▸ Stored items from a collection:
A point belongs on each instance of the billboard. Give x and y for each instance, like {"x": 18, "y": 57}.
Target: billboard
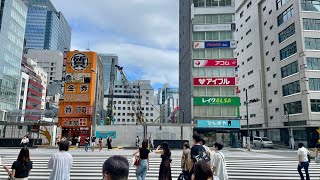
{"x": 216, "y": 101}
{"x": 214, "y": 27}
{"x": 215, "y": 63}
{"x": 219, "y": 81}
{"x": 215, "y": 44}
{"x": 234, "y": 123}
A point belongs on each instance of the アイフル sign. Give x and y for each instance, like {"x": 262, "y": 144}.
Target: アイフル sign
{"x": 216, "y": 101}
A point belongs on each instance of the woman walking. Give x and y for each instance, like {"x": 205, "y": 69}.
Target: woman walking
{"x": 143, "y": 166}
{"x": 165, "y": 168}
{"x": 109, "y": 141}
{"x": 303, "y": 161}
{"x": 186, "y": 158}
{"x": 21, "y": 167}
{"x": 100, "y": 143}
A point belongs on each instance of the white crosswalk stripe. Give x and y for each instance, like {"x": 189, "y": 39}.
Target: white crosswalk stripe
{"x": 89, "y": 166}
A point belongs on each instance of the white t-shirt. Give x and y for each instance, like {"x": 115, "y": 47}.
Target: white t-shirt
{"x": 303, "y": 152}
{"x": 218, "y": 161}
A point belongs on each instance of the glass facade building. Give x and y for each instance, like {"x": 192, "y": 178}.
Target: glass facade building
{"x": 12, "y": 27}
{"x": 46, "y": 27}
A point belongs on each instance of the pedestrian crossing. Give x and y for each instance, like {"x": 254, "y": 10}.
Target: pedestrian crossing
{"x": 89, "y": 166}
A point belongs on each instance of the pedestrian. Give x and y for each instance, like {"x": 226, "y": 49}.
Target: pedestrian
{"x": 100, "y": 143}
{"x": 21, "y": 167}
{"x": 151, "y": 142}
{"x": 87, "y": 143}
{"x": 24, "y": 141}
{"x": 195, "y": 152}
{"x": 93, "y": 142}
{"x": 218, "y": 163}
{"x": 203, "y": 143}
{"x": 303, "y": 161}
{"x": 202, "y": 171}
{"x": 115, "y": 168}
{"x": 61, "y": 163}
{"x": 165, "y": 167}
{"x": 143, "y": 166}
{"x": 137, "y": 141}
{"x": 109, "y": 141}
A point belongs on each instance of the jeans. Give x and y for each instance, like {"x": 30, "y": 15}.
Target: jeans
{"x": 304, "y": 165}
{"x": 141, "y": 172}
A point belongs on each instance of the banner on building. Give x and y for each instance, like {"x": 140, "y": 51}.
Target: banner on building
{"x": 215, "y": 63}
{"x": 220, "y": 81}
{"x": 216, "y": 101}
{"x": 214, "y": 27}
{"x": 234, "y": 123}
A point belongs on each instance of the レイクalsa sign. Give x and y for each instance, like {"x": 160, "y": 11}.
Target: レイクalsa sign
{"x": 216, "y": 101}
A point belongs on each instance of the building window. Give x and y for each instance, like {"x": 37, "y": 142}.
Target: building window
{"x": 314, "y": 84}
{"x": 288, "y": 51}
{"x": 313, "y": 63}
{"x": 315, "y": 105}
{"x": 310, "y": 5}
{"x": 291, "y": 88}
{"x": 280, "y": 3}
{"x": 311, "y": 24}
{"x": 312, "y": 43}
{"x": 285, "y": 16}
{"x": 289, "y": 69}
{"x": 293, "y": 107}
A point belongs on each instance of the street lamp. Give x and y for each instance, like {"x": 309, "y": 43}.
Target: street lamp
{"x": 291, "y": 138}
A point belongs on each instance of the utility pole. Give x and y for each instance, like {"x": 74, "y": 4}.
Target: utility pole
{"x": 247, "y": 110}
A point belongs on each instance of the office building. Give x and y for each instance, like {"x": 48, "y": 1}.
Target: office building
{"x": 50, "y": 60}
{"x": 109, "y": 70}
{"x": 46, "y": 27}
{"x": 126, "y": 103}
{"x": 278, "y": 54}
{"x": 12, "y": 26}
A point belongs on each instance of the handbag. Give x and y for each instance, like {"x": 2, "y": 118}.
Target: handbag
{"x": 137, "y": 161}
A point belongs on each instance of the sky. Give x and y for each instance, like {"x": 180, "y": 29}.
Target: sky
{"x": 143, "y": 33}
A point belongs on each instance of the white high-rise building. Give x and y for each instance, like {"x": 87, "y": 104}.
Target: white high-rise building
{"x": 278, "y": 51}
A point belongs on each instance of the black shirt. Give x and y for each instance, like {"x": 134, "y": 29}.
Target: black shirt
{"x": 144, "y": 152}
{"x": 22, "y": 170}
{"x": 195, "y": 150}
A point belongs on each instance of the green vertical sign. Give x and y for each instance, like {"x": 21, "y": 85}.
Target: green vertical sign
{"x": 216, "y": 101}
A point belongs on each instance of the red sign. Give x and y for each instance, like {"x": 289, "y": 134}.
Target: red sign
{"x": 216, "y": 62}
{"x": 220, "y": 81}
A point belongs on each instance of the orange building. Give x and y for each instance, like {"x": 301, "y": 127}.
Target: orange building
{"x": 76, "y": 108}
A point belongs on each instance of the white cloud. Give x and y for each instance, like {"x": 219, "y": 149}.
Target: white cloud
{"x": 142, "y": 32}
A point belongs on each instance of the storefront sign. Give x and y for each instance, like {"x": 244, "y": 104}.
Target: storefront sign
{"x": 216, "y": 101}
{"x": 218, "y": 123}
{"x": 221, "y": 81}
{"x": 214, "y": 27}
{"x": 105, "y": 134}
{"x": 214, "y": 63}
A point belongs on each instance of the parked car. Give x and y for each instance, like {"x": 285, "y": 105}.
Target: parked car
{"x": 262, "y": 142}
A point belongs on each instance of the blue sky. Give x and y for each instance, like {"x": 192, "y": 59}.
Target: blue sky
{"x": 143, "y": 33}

▸ Aim of the exercise: Write out all of the data above exactly, pictures excluded.

▸ Written answer:
A point belongs on each instance of the billboard. Give x and y for each instance, like {"x": 18, "y": 57}.
Target: billboard
{"x": 216, "y": 101}
{"x": 214, "y": 27}
{"x": 215, "y": 63}
{"x": 219, "y": 81}
{"x": 215, "y": 44}
{"x": 234, "y": 123}
A point belongs on each instance of the アイフル sign. Give x and y for each instance, like {"x": 262, "y": 144}.
Target: アイフル sign
{"x": 216, "y": 101}
A point belongs on each instance of the woman walking. Give x and y for each instance, like {"x": 205, "y": 69}.
Target: woman walking
{"x": 143, "y": 166}
{"x": 165, "y": 168}
{"x": 109, "y": 141}
{"x": 303, "y": 161}
{"x": 186, "y": 158}
{"x": 21, "y": 167}
{"x": 100, "y": 143}
A point belongs on each instance of the white crosswalk stripe. Give x and y for each instance, like {"x": 189, "y": 39}.
Target: white crosswalk stripe
{"x": 89, "y": 166}
A point belongs on each instance of the white t-shirt. Give x and y for each instance, like {"x": 115, "y": 47}.
Target: white t-shirt
{"x": 303, "y": 152}
{"x": 218, "y": 161}
A point belongs on each instance of the glass facade building. Give x and y for each instance, like {"x": 192, "y": 178}.
Target: glass facade building
{"x": 12, "y": 27}
{"x": 46, "y": 27}
A point belongs on each instance of the pedestrian crossing. Give x and y for each instance, like {"x": 254, "y": 10}.
Target: pedestrian crossing
{"x": 89, "y": 166}
A point belongs on each instance of the pedestrian. Give x and y for each instance, like {"x": 226, "y": 49}.
Target: pedestrian
{"x": 100, "y": 143}
{"x": 21, "y": 167}
{"x": 151, "y": 142}
{"x": 87, "y": 143}
{"x": 24, "y": 141}
{"x": 195, "y": 152}
{"x": 93, "y": 142}
{"x": 218, "y": 163}
{"x": 203, "y": 143}
{"x": 303, "y": 161}
{"x": 202, "y": 171}
{"x": 115, "y": 168}
{"x": 61, "y": 163}
{"x": 165, "y": 167}
{"x": 143, "y": 166}
{"x": 137, "y": 141}
{"x": 109, "y": 141}
A point belongs on each instance of the jeans. Give x and y for each instance, like {"x": 30, "y": 15}.
Target: jeans
{"x": 304, "y": 165}
{"x": 141, "y": 172}
A point belongs on each instance of the banner on building. Give x and y for each instance, like {"x": 140, "y": 51}.
Target: banner on building
{"x": 215, "y": 63}
{"x": 220, "y": 81}
{"x": 216, "y": 101}
{"x": 214, "y": 27}
{"x": 234, "y": 123}
A point belongs on each instance of the レイクalsa sign. Give x and y for each instance, like {"x": 160, "y": 11}.
Target: レイクalsa sign
{"x": 216, "y": 101}
A point belongs on each instance of the building window. Give x and y for each instance, like {"x": 37, "y": 142}.
Target: building window
{"x": 314, "y": 84}
{"x": 288, "y": 51}
{"x": 313, "y": 63}
{"x": 315, "y": 105}
{"x": 310, "y": 5}
{"x": 291, "y": 88}
{"x": 280, "y": 3}
{"x": 311, "y": 24}
{"x": 312, "y": 43}
{"x": 285, "y": 16}
{"x": 289, "y": 69}
{"x": 293, "y": 107}
A point belongs on each instance of the street lamp. Give x and y for each instance, like {"x": 309, "y": 43}.
Target: street lamp
{"x": 291, "y": 138}
A point belongs on each instance of the utility pole. Give x and y for each instance, like {"x": 74, "y": 4}.
Target: utility pole
{"x": 247, "y": 110}
A point belongs on each instance of the office building. Give x and y for each instance, like {"x": 48, "y": 1}.
Target: office building
{"x": 50, "y": 60}
{"x": 109, "y": 70}
{"x": 46, "y": 27}
{"x": 126, "y": 103}
{"x": 278, "y": 54}
{"x": 12, "y": 26}
A point belongs on each instance of the handbag. Give x and y for each instance, like {"x": 2, "y": 118}.
Target: handbag
{"x": 137, "y": 161}
A point belongs on each instance of the sky. Give x and y for each instance, like {"x": 180, "y": 29}.
Target: sky
{"x": 143, "y": 33}
A point belongs on each instance of the white high-rise building. Give x and y for each instance, like {"x": 87, "y": 104}.
Target: white high-rise building
{"x": 278, "y": 51}
A point belongs on each instance of the black shirt. Give x and y for each instance, like {"x": 134, "y": 29}.
Target: black shirt
{"x": 144, "y": 152}
{"x": 22, "y": 170}
{"x": 195, "y": 150}
A point belongs on each instance of the green vertical sign. Give x and y for each instance, like {"x": 21, "y": 85}.
Target: green vertical sign
{"x": 216, "y": 101}
A point belongs on each instance of the red sign. Give x and y for each instance, like {"x": 289, "y": 134}.
Target: red sign
{"x": 216, "y": 62}
{"x": 220, "y": 81}
A point belongs on each instance of the orange building. Give x and y for each instance, like {"x": 301, "y": 127}.
Target: orange building
{"x": 76, "y": 108}
A point belongs on each instance of the white cloud. Give x and y for each instance, like {"x": 219, "y": 149}.
Target: white cloud
{"x": 142, "y": 32}
A point belongs on each instance of the storefront sign. Give x and y for each instance, like {"x": 244, "y": 104}.
Target: storefront sign
{"x": 216, "y": 101}
{"x": 218, "y": 123}
{"x": 221, "y": 81}
{"x": 214, "y": 27}
{"x": 105, "y": 134}
{"x": 214, "y": 63}
A point belongs on each instance of the parked car. Give x and y for each instance, like {"x": 285, "y": 105}.
Target: parked car
{"x": 262, "y": 142}
A point belongs on each instance of the blue sky. Give x and y for each instance, like {"x": 192, "y": 59}.
Target: blue sky
{"x": 143, "y": 33}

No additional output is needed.